--- Excerpt to read ---
_____

Activities

Participants' Voices

Dispatch

Field Trip

Kobe University to Field Trip

October 2025

WHO Kobe Centre

At the Graduate School of International Cooperation Studies (GSICS), students are offered opportunities to deepen their practical learning through collaboration with international organizations and seminars led by practitioners. In the fall semester of 2025, as part of the course Risk Management II, students visited the WHO Kobe Centre* and participated in a field trip on the theme of “Global Health Threats and Risk Management.” Below are comments from the participants.

*The WHO Centre for Health Development (WHO Kobe Centre) is the only WHO directly managed research office established in Japan. It was founded in 1995 in the after math of the Great Hanshin-Awaji Earthquake. The Centre has published guidance on research methodologies, conducted joint research with universities and other institutions, and built research networks. Marking 30 years since the earthquake, the Centre is scheduled to close at the end of March 2026.



Vu Thanh Thuy (Vietnam)
The visit to the WHO Kobe Center broadened my understanding of risk as both a scientific and a governance concept.
I was especially impressed by how the WHO Kobe Centre treats risk management not merely as a ‘disaster response’ but as a continuous, evidence-driven process. The visit also encouraged me to reflect more deeply on global challenges, particularly those related to global governance in the health and medical sector, health governance, climate change, and disaster preparedness. It made me realize that addressing global risks requires not only technical knowledge but also shared responsibility, trust, and international collaboration.
I am sincerely grateful to Kayano-sensei and the WHO Kobe Center team for their time, guidance, and passion. Their dedication to improving global health and resilience has been truly inspiring and has motivated me to contribute to strengthening global health resilience in my future academic and professional work.



Adinda Saraswati Cahyaning Wulan Suci(Indonesia)
This visit significantly changed how I understand risk in public health. Before, I thought risk management was mainly about controlling infectious diseases and reacting to emergencies. However, I learned that the essence is reducing social vulnerabilities and building long-term resilience.
What particularly impressed me was how much the WHO depends on partnerships.
No single organization can manage global risks alone. This experience deepened my understanding of the importance of collaboration across countries. It also made me realize that risk management is not just about avoiding harm, but about creating stronger, more adaptable, and trust-based societies.



Franka Rozemarie Berkhout (the Netherlands)
The most impressive experience was learning how much the WHO has achieved over the last decades, and how important global health security is. I strongly realized the significance of having a foundation that connects countries to reassure disaster risk management for the health of the planet, humanity, and future generations.

_____

--- Extracted data ---
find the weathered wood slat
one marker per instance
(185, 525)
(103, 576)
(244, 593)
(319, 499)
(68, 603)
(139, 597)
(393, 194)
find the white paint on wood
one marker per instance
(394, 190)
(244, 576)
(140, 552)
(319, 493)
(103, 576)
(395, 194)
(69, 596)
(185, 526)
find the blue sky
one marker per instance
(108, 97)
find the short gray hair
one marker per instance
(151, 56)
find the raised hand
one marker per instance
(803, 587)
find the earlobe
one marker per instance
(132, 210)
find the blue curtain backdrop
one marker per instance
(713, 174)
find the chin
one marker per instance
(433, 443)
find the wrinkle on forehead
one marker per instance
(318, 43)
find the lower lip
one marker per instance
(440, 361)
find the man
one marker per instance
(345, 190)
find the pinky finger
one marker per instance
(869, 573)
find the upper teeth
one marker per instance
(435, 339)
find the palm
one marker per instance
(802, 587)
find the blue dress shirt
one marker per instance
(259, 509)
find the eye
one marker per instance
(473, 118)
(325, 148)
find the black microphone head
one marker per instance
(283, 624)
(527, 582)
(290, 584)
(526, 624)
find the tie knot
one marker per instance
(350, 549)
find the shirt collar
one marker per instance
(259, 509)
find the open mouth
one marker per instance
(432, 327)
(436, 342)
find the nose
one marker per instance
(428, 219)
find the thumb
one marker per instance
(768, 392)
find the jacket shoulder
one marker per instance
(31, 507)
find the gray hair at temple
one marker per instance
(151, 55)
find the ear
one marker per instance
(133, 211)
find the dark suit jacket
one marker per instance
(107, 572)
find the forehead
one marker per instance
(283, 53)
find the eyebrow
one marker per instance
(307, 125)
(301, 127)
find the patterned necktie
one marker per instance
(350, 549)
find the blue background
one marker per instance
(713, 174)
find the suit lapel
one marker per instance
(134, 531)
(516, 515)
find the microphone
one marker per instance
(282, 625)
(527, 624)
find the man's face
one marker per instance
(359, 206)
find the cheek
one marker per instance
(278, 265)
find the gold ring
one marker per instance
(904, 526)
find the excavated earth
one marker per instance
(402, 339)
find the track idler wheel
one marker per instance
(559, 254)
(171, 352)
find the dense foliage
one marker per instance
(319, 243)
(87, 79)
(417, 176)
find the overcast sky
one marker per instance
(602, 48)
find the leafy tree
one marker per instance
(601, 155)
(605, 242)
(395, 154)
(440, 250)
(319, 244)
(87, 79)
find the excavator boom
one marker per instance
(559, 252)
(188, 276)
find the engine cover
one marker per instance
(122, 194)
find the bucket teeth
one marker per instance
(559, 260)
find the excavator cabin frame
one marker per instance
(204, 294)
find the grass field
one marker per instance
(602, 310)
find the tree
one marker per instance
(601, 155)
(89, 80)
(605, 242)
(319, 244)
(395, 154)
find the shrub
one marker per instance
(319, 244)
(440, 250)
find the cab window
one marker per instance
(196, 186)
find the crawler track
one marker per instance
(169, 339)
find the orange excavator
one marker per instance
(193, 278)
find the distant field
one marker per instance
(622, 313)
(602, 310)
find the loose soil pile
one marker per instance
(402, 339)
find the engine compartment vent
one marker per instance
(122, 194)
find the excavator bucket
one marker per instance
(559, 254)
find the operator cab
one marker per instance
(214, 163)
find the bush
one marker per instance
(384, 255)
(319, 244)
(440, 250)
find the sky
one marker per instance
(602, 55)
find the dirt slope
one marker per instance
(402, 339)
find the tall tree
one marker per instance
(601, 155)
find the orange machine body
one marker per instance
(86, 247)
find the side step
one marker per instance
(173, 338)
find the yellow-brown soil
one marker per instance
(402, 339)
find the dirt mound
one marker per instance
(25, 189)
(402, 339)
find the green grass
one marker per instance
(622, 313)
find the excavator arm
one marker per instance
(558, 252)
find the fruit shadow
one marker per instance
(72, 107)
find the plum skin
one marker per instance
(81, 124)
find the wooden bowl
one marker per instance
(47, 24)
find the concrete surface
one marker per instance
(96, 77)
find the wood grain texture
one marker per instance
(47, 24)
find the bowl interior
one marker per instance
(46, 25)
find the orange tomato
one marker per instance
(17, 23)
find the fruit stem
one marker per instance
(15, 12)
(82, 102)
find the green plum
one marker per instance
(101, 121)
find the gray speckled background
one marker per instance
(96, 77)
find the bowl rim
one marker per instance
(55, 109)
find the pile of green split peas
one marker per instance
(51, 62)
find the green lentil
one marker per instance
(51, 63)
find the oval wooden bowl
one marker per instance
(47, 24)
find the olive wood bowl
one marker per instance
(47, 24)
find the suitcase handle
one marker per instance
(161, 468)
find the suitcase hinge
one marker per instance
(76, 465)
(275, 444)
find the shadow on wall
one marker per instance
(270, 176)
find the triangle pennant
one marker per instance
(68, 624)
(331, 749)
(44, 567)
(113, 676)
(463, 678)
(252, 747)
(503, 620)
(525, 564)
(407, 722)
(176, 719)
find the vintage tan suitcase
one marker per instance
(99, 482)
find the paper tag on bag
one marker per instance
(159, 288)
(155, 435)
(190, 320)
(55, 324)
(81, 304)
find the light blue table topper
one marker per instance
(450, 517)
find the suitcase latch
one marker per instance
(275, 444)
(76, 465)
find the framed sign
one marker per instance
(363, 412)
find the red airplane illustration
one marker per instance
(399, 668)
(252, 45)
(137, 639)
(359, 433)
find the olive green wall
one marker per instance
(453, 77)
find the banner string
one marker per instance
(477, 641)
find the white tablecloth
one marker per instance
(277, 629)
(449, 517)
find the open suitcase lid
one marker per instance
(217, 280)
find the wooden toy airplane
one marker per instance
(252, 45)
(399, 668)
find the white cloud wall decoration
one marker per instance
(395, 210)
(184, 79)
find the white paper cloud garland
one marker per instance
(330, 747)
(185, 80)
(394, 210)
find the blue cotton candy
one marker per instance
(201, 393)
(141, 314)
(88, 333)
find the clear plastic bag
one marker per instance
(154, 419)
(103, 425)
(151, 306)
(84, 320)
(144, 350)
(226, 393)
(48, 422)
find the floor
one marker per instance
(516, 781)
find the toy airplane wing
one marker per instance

_____

--- What you have to do ---
Answer these questions from the text about the WHO Kobe Centre field trip:
(a) In what year was the WHO Kobe Centre founded?
(b) Which course included the visit?
(c) According to Adinda Saraswati Cahyaning Wulan Suci, what did she think risk management was mainly about before the visit?
The material has no connection to the text about the WHO Kobe Centre field trip.

--- Output for this task ---
(a) 1995
(b) Risk Management II
(c) Controlling infectious diseases and reacting to emergencies